### About this exercise
Write out, word for word, every line from the one containing "Target: sea bass" through the last line of the records below, both ends included.
Excerpted data Block Start
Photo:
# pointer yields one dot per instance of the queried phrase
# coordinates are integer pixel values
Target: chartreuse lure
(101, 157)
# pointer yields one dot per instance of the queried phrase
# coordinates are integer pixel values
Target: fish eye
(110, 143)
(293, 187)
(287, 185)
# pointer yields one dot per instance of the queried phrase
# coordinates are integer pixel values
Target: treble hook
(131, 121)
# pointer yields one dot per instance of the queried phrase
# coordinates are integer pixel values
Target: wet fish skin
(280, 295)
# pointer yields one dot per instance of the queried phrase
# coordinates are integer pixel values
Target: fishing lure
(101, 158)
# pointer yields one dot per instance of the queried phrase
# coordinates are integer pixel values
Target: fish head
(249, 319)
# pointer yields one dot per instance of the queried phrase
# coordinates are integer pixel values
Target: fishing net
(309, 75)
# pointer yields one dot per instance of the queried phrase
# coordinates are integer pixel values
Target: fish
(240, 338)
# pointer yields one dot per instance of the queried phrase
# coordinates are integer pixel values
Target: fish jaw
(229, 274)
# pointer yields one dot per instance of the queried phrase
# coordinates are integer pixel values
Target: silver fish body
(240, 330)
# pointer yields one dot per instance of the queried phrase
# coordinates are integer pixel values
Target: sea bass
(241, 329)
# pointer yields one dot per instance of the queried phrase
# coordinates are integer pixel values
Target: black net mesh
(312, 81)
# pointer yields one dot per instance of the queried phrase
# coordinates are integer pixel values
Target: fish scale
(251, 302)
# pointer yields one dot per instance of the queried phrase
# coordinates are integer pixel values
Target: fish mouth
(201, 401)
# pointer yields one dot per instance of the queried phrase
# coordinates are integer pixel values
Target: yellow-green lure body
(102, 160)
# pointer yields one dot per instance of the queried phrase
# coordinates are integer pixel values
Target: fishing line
Excerpted data Block End
### Task response
Target: sea bass
(241, 329)
# pointer yields one dot per instance of the queried phrase
# coordinates are integer pixel values
Target: black net mesh
(312, 81)
# pointer yields one dot per instance of the queried phrase
# coordinates are integer pixel values
Target: fish scale
(251, 302)
# pointer yields one dot per instance of the queried phrase
# coordinates are integer pixel values
Target: fish mouth
(201, 401)
# pointer yields one dot per instance of the queried phrase
# coordinates are integer pixel values
Target: yellow-green lure body
(102, 160)
# pointer yields one dot per instance of the queried phrase
# coordinates are integer pixel values
Target: fishing line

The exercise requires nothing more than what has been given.